• _Exercise instructions_
After reading the data below, copy out every line that contains the word "blouse".

** Given data follows **

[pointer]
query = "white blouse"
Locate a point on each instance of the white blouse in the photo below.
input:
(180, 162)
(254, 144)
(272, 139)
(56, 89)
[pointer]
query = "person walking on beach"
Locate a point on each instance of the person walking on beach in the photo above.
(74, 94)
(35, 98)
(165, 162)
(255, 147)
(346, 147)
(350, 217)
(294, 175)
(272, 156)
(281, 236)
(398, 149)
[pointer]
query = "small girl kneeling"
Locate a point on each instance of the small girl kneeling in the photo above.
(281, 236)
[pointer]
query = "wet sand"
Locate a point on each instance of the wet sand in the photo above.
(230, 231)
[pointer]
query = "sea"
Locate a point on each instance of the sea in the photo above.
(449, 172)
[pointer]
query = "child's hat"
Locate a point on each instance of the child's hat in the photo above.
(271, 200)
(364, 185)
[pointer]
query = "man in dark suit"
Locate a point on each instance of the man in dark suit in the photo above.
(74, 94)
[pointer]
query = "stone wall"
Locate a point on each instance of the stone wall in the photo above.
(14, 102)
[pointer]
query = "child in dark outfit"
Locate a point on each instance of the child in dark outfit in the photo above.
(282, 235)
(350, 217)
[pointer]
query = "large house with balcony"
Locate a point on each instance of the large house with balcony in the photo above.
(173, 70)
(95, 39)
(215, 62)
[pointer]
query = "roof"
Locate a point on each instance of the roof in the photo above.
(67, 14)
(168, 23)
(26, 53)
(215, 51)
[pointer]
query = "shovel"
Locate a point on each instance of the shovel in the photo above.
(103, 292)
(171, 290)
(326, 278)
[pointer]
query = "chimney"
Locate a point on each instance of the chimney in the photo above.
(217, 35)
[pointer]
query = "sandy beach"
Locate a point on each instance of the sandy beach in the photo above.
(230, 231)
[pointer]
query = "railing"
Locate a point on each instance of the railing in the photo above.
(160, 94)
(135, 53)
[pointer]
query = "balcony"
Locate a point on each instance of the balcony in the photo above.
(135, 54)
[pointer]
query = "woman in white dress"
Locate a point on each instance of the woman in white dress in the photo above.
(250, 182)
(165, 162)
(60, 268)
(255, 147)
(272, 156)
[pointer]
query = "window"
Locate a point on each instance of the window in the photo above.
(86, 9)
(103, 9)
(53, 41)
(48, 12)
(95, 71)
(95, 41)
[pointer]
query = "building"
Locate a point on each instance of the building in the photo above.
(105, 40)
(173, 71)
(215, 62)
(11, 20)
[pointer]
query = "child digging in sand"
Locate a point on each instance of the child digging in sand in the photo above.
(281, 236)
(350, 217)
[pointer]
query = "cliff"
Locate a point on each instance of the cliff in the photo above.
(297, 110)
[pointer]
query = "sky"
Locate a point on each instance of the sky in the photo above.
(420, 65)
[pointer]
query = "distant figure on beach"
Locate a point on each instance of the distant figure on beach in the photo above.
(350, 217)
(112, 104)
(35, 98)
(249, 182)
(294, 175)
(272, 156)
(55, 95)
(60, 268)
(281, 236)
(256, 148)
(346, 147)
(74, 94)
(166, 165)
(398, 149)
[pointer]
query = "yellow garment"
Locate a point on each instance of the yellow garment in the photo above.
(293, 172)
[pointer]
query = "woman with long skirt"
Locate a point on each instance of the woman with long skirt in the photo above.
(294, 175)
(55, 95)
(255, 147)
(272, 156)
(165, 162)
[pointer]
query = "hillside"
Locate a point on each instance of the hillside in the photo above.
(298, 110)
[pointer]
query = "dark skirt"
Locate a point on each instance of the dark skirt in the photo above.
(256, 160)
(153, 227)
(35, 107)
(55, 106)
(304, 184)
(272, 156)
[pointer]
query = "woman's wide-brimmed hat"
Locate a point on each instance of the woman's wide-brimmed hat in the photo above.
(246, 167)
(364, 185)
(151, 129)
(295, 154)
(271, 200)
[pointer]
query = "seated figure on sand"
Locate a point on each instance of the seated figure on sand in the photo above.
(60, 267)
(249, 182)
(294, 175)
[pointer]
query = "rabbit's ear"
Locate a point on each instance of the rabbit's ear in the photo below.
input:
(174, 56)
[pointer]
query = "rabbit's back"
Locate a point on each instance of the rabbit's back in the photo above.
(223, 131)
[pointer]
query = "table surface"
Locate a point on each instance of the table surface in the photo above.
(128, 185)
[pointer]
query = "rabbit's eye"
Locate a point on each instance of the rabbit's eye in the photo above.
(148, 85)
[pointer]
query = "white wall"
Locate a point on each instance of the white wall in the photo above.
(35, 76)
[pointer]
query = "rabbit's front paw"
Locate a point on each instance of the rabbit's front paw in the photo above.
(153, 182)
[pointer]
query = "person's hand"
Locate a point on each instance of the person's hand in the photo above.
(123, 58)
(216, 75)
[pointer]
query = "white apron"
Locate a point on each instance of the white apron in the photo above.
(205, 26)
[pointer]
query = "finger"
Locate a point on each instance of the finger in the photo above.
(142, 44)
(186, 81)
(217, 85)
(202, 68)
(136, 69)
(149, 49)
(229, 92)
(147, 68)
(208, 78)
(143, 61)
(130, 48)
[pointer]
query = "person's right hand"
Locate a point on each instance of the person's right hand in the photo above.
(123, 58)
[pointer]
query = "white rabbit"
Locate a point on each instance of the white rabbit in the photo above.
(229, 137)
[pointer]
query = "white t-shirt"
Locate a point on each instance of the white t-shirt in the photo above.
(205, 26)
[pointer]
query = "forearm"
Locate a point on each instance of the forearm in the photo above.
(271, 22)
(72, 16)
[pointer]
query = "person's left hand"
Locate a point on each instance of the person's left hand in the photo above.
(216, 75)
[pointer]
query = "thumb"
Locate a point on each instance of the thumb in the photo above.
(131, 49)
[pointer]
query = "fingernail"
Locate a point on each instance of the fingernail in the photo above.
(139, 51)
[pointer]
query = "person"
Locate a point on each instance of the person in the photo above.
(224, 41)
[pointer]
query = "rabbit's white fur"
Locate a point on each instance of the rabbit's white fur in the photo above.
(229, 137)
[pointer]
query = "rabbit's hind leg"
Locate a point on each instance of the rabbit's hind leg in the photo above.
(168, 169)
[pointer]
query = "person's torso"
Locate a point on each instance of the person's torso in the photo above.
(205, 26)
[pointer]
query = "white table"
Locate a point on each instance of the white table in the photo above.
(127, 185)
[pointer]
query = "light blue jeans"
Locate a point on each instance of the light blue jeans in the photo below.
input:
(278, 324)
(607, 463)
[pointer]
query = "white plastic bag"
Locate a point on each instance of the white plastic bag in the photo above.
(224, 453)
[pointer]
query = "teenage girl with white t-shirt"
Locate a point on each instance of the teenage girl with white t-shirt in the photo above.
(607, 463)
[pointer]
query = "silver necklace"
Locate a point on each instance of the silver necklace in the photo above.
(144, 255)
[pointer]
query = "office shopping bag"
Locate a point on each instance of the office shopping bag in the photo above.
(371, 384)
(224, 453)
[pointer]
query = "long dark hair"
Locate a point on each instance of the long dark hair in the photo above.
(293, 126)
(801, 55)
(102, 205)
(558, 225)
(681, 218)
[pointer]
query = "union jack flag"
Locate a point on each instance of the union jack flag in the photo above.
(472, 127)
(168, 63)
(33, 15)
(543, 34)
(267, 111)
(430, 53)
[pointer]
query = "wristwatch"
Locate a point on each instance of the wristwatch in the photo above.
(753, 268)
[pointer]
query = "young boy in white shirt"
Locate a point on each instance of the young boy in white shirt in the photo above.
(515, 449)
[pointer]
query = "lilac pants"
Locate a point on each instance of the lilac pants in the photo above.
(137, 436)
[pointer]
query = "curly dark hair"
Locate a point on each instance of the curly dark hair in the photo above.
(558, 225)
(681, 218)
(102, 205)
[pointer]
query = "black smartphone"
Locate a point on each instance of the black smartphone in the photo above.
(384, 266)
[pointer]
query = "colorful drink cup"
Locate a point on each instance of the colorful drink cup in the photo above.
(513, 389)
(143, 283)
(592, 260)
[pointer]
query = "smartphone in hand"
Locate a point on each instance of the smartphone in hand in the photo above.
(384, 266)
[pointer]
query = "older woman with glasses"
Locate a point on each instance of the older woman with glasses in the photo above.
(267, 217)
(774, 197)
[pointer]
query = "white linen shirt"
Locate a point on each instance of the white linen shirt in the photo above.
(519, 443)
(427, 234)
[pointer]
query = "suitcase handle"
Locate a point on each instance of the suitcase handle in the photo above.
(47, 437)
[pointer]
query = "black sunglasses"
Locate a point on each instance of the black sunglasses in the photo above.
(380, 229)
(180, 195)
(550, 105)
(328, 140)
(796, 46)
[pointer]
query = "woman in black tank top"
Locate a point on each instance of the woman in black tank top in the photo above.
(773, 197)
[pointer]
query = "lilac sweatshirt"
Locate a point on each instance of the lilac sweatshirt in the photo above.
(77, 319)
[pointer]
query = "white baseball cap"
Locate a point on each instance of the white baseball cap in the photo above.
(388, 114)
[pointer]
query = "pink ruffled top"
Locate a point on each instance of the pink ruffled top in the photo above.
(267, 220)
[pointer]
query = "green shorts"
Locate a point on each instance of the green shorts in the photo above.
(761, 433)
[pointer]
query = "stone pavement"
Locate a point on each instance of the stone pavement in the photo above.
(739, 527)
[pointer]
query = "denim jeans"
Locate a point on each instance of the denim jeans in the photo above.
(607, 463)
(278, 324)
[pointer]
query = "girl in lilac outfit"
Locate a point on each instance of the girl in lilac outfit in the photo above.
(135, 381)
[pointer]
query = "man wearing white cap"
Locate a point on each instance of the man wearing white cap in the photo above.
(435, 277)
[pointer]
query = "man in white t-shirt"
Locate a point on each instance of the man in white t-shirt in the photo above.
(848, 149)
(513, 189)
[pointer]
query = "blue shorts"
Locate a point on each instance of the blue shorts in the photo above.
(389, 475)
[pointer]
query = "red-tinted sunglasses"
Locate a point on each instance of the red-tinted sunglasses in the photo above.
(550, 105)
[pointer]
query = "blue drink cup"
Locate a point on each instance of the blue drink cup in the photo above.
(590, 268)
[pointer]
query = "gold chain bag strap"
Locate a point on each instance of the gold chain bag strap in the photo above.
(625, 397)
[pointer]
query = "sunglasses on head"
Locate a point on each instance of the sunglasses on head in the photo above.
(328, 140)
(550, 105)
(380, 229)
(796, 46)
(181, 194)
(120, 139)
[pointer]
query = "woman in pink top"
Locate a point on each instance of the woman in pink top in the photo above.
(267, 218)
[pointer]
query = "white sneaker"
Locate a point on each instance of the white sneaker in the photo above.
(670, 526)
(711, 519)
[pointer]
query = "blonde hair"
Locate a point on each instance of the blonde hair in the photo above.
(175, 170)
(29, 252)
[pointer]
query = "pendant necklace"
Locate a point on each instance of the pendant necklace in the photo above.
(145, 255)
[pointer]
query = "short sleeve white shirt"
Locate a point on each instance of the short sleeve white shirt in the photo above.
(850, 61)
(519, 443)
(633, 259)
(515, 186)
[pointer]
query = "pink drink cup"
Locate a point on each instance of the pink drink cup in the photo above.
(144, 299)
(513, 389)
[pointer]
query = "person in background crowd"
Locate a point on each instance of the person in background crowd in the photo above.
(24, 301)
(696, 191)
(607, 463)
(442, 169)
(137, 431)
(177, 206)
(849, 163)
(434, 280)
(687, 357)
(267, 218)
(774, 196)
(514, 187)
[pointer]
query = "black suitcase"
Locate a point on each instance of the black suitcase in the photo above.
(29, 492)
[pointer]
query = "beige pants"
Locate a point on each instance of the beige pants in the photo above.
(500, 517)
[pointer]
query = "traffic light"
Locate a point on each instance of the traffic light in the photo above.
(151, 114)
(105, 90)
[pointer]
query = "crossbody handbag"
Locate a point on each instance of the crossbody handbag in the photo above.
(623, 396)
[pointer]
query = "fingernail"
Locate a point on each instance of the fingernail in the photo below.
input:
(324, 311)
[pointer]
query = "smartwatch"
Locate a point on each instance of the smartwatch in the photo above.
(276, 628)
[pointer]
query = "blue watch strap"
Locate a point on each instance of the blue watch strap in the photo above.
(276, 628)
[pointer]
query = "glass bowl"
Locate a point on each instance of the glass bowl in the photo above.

** End of Given data **

• _Task solution_
query = "white blouse"
Locate a point on each instance of the white blouse in the photo below.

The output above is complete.